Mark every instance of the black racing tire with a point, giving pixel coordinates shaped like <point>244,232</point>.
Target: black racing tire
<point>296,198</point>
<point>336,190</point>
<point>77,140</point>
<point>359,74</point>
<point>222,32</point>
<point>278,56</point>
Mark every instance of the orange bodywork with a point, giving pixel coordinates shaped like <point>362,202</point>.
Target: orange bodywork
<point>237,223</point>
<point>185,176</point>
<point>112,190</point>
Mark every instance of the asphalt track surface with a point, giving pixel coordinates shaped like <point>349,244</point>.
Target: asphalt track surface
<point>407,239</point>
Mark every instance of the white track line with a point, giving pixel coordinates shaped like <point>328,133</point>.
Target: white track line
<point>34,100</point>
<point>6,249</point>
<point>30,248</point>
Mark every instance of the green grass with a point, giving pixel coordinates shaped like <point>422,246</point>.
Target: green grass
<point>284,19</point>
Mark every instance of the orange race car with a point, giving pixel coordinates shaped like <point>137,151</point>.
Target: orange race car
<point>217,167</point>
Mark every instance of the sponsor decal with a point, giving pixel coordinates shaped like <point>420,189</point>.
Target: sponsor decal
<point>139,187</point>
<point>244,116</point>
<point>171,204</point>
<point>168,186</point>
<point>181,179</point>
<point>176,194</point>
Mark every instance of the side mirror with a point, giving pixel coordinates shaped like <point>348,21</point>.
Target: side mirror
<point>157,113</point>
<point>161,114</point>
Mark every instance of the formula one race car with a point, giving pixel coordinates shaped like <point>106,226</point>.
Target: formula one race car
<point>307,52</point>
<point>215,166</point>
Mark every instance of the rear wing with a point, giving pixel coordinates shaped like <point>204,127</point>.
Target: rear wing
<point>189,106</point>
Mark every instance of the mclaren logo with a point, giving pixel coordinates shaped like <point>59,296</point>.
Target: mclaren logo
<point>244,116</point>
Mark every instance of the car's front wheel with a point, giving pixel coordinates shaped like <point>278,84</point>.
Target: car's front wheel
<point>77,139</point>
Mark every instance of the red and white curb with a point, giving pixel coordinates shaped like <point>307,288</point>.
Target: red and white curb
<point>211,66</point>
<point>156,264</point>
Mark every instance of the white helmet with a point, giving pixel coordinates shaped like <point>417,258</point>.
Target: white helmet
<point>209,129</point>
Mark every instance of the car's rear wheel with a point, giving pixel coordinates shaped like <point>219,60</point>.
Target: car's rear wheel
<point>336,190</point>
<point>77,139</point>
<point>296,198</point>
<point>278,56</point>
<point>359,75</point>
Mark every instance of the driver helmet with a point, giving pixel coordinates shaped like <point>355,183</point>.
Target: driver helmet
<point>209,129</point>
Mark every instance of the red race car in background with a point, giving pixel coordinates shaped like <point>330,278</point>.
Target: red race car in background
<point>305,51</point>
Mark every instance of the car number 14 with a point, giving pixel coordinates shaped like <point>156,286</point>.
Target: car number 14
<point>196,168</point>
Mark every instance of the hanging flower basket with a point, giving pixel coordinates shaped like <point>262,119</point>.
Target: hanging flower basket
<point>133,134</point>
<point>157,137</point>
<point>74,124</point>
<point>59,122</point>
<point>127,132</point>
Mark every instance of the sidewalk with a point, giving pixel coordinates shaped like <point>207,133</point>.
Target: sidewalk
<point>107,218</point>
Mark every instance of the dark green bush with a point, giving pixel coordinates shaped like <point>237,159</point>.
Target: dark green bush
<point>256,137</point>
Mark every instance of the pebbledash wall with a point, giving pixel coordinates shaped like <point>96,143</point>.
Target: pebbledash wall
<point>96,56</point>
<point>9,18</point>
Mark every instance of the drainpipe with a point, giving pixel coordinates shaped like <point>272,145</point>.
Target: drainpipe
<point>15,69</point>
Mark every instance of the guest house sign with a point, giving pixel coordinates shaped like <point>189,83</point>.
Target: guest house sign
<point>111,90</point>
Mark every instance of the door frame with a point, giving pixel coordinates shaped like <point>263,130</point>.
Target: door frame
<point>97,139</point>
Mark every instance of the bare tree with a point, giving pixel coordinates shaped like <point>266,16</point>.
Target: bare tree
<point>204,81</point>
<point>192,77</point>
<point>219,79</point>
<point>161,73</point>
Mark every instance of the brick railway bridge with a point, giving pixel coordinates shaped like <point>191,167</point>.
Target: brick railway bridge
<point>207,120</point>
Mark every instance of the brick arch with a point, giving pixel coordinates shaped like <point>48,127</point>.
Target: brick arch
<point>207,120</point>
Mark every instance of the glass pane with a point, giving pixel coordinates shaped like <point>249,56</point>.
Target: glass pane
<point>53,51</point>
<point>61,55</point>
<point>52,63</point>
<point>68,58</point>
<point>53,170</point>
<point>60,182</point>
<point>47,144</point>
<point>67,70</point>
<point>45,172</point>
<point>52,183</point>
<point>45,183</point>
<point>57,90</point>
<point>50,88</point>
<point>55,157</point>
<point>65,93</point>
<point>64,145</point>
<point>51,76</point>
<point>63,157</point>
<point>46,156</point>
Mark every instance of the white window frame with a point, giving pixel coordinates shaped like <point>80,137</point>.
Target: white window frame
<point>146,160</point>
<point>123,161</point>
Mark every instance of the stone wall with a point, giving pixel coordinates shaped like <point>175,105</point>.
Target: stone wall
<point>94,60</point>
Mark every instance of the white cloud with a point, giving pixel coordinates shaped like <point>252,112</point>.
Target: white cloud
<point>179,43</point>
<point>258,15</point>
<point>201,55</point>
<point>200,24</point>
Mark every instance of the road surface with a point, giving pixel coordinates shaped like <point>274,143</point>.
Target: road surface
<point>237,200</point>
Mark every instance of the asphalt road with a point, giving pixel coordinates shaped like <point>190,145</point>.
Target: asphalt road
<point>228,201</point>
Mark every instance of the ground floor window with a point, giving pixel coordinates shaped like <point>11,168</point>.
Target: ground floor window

◆ STATED GOAL: Print the data above, starting with the line that contains "Mark every instance of the white helmet" and going on through the line that contains "<point>196,168</point>", with both of those lines included and every line reproduced without change.

◆ EXERCISE ANSWER:
Mark every instance of the white helmet with a point, giving pixel coordinates shaped like <point>417,258</point>.
Target: white helmet
<point>209,129</point>
Mark every instance of the car's rear wheel with a point, giving pixel coordinates shaped like <point>219,60</point>.
Target: car's rear wheel
<point>336,190</point>
<point>77,139</point>
<point>296,198</point>
<point>278,56</point>
<point>359,75</point>
Mark every instance of the driver helmet with a point, giving pixel coordinates shaped like <point>355,183</point>.
Target: driver helmet
<point>209,129</point>
Mark every instance of the red race car in background with a point, giving pixel coordinates shaped like <point>330,278</point>.
Target: red race car in background
<point>305,51</point>
Mark every instance of the car number 14 with a point, giving pixel coordinates shaped like <point>156,286</point>.
Target: car number 14
<point>196,168</point>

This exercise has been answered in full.